┌────────
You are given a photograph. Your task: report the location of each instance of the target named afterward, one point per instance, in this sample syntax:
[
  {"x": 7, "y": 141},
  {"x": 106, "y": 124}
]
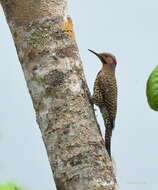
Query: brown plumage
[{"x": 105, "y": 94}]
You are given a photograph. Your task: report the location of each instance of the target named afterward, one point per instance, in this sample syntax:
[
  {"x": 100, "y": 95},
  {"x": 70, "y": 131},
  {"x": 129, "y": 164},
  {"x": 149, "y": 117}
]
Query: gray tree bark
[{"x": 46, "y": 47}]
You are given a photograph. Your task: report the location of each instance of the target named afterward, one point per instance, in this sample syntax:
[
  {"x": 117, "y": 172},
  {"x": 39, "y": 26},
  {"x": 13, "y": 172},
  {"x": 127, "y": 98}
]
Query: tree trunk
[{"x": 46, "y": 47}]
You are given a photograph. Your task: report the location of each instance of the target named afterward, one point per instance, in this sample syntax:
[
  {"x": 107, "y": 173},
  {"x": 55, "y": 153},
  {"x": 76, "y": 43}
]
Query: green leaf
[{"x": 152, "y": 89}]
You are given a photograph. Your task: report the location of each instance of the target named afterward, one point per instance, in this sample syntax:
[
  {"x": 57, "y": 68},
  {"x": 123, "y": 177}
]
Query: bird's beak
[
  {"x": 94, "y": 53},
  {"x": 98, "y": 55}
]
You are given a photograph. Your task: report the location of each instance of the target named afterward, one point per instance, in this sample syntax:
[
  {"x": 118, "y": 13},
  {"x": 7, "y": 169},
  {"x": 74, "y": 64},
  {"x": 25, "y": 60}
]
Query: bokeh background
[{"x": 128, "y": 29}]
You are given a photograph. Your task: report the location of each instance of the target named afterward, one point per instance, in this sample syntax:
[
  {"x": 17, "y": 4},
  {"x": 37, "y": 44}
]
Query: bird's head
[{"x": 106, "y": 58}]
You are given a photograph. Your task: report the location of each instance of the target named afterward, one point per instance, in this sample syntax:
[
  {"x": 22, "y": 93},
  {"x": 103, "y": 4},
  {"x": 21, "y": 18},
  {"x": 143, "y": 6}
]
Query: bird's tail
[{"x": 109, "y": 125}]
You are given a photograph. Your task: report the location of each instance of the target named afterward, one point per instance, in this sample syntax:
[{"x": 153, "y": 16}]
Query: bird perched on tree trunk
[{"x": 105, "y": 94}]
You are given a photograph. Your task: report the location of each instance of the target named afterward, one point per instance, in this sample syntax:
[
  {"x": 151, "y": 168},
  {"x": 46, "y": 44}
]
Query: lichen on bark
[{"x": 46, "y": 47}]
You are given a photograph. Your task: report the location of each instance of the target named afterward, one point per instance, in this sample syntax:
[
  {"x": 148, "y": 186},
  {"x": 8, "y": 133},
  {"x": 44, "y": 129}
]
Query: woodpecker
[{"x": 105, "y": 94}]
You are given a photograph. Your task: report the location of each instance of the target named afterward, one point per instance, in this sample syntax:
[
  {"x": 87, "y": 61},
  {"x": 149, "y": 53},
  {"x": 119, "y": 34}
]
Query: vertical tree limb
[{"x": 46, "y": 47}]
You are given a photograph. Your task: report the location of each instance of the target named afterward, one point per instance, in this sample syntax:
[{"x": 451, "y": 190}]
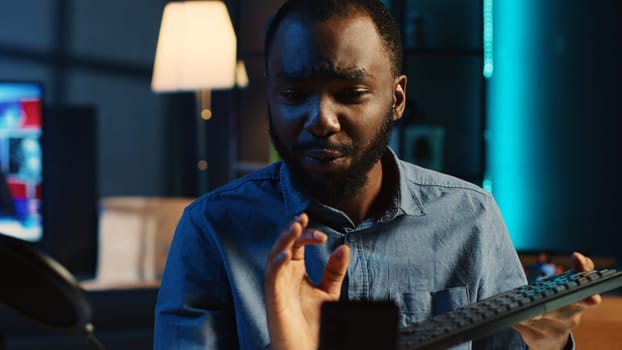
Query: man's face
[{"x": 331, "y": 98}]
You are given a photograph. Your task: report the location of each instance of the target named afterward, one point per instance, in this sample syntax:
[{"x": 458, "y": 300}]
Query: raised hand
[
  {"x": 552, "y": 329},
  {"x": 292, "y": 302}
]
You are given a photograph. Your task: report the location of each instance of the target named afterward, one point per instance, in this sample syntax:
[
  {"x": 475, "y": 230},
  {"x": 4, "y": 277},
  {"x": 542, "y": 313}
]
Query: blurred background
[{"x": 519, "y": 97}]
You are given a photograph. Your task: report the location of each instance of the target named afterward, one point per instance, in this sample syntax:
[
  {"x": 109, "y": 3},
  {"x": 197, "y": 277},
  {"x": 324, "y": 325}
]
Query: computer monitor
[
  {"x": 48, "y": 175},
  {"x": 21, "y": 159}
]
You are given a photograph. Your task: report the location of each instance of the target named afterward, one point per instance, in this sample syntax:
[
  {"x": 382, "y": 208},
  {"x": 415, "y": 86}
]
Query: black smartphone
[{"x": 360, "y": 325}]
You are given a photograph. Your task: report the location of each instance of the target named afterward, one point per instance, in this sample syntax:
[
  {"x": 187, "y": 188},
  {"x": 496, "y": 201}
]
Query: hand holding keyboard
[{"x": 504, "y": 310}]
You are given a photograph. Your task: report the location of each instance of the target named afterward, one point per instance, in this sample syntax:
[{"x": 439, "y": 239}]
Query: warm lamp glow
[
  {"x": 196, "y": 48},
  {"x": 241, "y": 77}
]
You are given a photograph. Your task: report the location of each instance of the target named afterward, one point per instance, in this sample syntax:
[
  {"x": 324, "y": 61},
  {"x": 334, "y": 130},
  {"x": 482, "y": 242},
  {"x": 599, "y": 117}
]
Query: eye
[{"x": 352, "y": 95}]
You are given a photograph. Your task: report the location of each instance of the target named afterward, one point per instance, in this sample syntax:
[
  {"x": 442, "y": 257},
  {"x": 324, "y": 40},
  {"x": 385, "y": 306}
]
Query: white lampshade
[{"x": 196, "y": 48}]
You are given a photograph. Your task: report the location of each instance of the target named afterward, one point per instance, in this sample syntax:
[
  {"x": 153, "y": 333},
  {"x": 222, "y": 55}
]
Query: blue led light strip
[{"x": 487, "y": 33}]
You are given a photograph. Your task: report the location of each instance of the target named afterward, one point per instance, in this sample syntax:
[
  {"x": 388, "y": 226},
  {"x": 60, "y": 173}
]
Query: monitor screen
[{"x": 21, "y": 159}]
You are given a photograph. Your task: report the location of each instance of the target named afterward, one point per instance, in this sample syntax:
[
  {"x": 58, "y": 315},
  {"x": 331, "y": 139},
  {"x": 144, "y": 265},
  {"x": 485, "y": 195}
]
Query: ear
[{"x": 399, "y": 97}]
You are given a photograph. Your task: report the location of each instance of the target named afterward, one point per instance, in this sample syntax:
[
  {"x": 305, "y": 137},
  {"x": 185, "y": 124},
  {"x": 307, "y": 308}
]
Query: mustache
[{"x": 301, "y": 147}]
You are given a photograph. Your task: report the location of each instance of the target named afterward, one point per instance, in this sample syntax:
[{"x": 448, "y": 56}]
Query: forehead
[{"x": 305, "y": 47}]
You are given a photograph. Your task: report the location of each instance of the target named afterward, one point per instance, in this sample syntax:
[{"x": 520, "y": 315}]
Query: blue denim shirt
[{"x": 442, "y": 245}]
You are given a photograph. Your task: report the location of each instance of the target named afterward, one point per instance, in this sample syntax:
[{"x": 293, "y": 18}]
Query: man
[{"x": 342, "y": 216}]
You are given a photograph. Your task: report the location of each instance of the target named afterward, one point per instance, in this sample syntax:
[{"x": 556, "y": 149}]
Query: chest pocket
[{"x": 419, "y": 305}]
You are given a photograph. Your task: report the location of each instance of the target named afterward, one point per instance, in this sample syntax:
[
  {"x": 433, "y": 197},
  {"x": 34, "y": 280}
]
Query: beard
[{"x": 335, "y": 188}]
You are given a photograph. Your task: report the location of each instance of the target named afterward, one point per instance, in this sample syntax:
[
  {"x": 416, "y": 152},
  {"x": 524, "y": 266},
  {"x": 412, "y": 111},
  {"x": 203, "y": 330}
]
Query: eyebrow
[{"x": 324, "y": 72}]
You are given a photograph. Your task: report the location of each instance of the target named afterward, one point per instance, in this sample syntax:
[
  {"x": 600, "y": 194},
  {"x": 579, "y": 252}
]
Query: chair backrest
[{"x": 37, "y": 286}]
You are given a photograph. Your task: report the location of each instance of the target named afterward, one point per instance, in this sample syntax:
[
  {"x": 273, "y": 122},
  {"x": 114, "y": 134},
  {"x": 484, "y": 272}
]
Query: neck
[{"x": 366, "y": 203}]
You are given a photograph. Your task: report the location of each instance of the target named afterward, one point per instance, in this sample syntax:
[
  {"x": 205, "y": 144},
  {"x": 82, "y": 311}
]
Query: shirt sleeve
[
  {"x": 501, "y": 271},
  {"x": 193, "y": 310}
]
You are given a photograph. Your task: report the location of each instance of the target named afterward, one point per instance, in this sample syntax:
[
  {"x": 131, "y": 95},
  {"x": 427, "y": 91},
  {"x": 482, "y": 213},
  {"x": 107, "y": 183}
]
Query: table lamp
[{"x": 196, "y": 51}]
└────────
### REQUIRED WORK
Print exactly the lines from the one with "Query: chair backrest" through the end of the data, inclusive.

### FINAL ANSWER
Query: chair backrest
[{"x": 37, "y": 286}]
You are given a photograph. Your task: report the location of each instance of the target named afterward, one point per instance, in this sample syntax:
[
  {"x": 273, "y": 122},
  {"x": 114, "y": 134},
  {"x": 484, "y": 272}
]
Query: neck
[{"x": 366, "y": 203}]
You are given a photograph. Your task: report the location of each instance of the target named afterward, one point per instance, in this sample syntax:
[
  {"x": 205, "y": 144},
  {"x": 82, "y": 311}
]
Query: shirt sleeve
[
  {"x": 501, "y": 271},
  {"x": 193, "y": 310}
]
You are given a photograph. Your task: report the location of each instance of the target named afterward, one point per instance, in this sample syntax:
[
  {"x": 131, "y": 95},
  {"x": 427, "y": 91},
  {"x": 482, "y": 213},
  {"x": 107, "y": 183}
]
Query: table lamp
[{"x": 196, "y": 51}]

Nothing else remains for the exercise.